— START OF RAW DATA —

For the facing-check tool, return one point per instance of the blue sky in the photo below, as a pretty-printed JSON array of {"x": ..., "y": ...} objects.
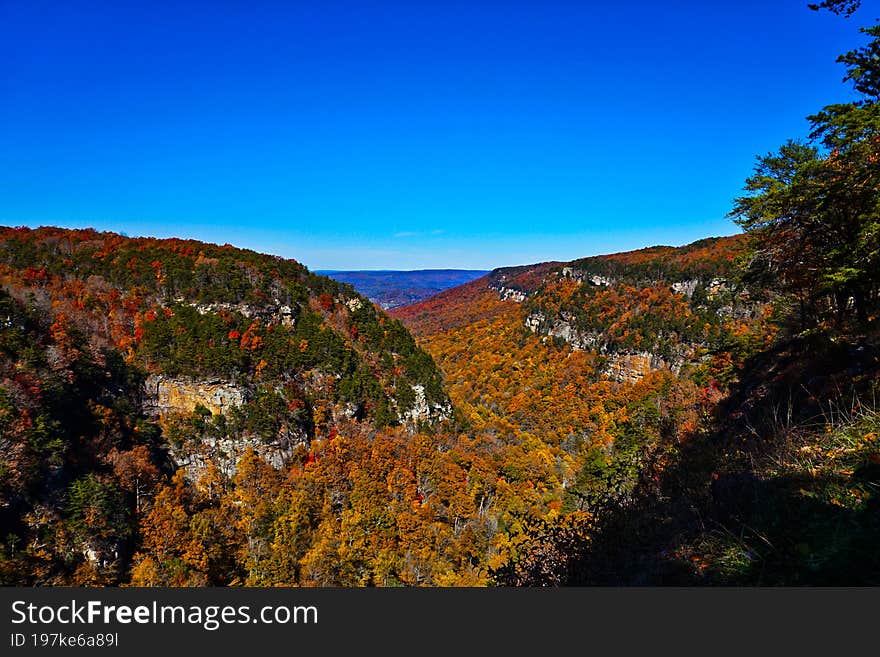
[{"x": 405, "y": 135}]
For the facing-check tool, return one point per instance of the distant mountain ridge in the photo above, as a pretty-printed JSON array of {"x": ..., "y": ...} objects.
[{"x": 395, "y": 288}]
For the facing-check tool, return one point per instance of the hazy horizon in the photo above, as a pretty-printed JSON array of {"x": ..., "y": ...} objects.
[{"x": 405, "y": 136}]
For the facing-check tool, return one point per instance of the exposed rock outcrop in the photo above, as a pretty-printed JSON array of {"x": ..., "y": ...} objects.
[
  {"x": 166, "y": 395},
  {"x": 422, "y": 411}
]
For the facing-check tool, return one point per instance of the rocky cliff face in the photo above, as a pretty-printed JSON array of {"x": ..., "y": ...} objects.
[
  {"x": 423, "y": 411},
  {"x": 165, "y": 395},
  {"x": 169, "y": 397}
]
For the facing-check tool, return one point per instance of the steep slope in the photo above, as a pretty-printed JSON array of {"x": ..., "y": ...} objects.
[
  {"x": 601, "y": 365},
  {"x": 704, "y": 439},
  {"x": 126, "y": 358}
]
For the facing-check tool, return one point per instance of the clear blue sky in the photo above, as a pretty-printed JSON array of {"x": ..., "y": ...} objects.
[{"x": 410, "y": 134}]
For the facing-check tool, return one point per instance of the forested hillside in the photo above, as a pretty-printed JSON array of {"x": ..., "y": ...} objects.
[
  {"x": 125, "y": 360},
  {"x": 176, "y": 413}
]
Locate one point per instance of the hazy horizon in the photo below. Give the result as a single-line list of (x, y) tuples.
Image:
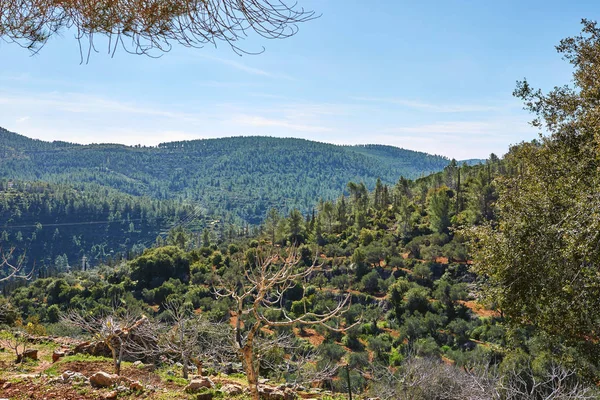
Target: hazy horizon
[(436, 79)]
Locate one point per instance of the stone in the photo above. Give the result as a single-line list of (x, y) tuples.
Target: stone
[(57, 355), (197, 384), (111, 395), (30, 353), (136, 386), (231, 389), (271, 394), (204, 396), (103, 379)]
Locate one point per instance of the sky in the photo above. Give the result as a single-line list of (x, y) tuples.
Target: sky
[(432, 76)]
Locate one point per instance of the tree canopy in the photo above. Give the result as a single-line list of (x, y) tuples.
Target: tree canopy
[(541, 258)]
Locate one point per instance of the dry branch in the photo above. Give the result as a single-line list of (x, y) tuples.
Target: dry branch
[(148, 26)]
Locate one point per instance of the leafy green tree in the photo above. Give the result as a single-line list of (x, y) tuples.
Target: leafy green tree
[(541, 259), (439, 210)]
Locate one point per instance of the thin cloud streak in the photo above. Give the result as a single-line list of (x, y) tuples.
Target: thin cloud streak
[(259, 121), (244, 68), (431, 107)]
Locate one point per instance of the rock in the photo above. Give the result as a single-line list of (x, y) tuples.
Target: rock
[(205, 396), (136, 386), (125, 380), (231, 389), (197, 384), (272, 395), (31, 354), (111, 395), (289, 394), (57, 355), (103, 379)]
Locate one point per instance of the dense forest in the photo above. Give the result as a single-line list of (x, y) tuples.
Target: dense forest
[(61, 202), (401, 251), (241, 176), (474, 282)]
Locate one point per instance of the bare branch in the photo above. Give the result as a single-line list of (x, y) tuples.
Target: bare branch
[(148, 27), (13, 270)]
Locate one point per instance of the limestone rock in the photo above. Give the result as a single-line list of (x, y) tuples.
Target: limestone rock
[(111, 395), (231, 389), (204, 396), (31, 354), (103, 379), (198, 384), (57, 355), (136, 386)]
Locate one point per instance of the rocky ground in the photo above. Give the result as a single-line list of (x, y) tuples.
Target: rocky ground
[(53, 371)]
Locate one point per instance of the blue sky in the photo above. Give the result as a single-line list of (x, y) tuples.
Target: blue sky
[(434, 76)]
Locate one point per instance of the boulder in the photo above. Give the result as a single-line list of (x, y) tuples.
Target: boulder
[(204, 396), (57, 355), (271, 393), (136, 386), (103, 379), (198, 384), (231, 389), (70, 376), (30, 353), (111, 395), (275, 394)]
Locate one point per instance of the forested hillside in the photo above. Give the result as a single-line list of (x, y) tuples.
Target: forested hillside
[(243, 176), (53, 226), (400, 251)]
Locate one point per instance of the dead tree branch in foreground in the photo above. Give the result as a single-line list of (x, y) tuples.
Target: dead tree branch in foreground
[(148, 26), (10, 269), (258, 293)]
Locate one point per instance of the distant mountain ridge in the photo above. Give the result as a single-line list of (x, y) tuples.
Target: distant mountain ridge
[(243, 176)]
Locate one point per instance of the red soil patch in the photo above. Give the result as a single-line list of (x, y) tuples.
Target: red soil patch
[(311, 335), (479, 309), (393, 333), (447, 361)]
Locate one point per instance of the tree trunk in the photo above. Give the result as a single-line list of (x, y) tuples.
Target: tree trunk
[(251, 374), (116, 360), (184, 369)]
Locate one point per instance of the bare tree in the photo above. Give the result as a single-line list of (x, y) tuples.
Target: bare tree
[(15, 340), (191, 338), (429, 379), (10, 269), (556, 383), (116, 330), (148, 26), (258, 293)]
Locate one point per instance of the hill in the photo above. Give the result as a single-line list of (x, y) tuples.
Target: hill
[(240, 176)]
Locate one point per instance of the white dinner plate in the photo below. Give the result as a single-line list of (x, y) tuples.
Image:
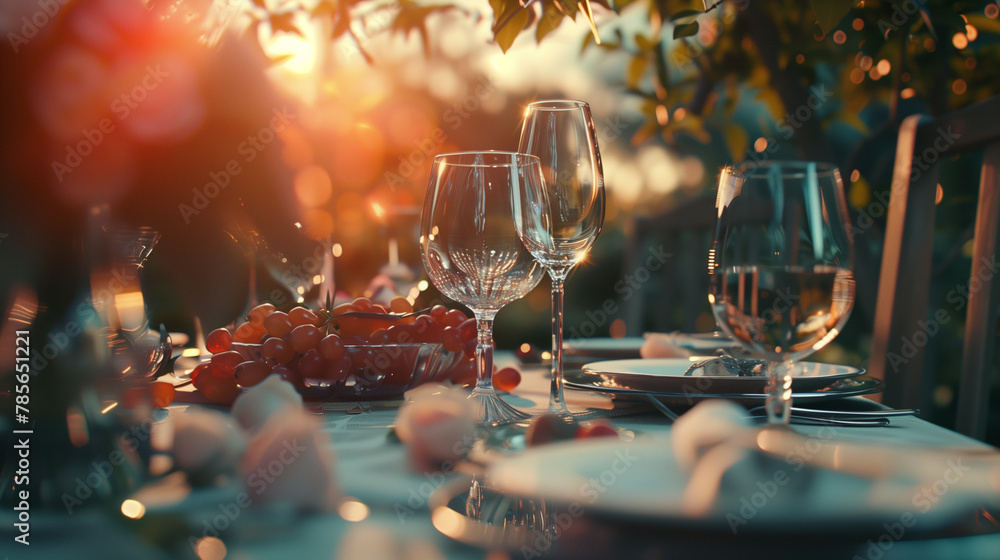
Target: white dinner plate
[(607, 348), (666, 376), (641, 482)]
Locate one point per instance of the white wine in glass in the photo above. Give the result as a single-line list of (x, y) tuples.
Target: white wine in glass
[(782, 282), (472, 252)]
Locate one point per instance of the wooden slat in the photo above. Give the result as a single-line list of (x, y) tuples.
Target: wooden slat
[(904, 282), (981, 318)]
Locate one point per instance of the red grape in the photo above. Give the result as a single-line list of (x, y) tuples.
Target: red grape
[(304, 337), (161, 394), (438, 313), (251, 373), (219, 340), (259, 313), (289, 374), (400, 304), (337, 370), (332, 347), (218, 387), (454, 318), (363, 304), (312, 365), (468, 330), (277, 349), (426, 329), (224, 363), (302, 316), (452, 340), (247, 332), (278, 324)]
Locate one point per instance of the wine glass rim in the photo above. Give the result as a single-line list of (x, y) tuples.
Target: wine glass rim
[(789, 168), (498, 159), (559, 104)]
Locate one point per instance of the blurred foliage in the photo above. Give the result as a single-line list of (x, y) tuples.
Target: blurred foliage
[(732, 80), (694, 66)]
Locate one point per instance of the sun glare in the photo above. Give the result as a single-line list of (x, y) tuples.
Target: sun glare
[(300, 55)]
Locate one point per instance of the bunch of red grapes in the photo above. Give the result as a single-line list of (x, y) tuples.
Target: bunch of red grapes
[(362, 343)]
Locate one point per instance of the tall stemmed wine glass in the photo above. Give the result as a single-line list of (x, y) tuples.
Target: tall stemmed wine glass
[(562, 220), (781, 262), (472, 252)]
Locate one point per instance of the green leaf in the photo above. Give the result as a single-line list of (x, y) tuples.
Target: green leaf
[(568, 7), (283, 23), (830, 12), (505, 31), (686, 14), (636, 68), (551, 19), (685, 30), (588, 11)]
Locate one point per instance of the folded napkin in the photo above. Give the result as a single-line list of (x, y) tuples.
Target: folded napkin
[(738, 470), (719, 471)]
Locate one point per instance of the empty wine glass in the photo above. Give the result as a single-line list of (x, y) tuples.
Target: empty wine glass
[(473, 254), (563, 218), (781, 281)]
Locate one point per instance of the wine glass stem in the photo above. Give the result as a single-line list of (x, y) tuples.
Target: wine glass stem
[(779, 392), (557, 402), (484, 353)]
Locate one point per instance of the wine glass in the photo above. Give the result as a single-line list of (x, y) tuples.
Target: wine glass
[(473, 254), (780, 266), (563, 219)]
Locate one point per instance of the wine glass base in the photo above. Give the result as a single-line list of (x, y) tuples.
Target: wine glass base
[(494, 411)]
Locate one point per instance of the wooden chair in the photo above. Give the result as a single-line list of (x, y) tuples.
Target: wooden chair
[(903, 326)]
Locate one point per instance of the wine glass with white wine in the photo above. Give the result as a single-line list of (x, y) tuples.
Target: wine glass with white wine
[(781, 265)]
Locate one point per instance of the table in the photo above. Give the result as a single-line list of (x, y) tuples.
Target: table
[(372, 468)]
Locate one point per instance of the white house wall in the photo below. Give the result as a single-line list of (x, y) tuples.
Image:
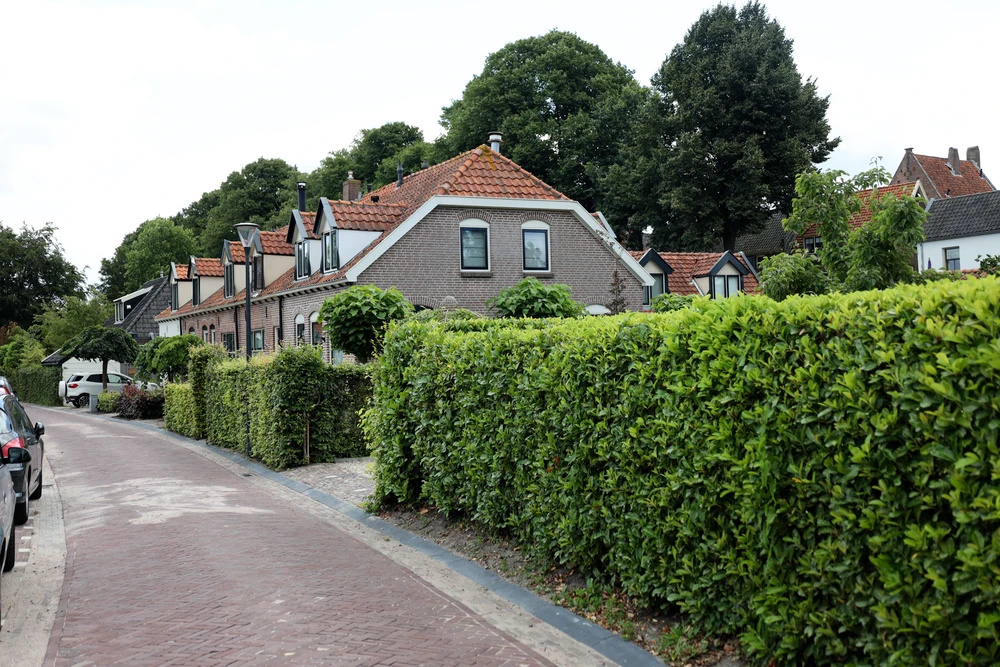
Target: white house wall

— END OF RAW DATA —

*YOUR OBJECTIVE*: Render the lines in the items above as a numbered list, from the line containing "Locate one point per instance of the white dinner" through the line containing "[(300, 55)]", with both ends included and blank lines omitted. Leave the pictures out.

*RESPONSE TO THE TASK*:
1. Locate one point per instance of the white dinner plate in the photo below. Give the result as a single-line list of (x, y) tuples.
2. Image:
3. Target: white dinner plate
4. [(607, 348), (666, 376), (641, 482)]
5. Locate one point per instance of the white wine in glass in the photo above. Give the result as a single-line list of (x, y) tuples.
6. Target: white wine in glass
7. [(782, 282), (472, 252)]
8. Locate one point per instance of the wooden slat in the photo above. Give the result as a single-line list of (x, y) tuples.
9. Target: wooden slat
10. [(904, 282), (981, 318)]
11. Locate one point per instance of the red grape in the photo above. Give the result as a single-line list of (x, y) tuples.
12. Target: red grape
13. [(304, 337), (161, 394), (438, 313), (251, 373), (219, 340), (259, 313), (289, 374), (400, 304), (337, 370), (332, 347), (218, 387), (454, 318), (363, 304), (312, 365), (468, 330), (277, 349), (426, 329), (224, 363), (302, 316), (452, 340), (247, 332), (278, 324)]
14. Locate one point per instance of the wine glass rim in the photo above. Give the result as a single-line list of (x, y) tuples.
15. Target: wine glass rim
16. [(789, 168), (498, 159), (559, 104)]
17. Locate one point per instance of the blurred foliage in the photo above. Give the result as a single-line list of (x, y) tuples.
18. Target: blurred foliage
19. [(732, 80), (694, 66)]
20. Locate one point per instance of the sun glare in the photo above. Give the result as a single-line list of (x, y) tuples.
21. Target: sun glare
22. [(300, 55)]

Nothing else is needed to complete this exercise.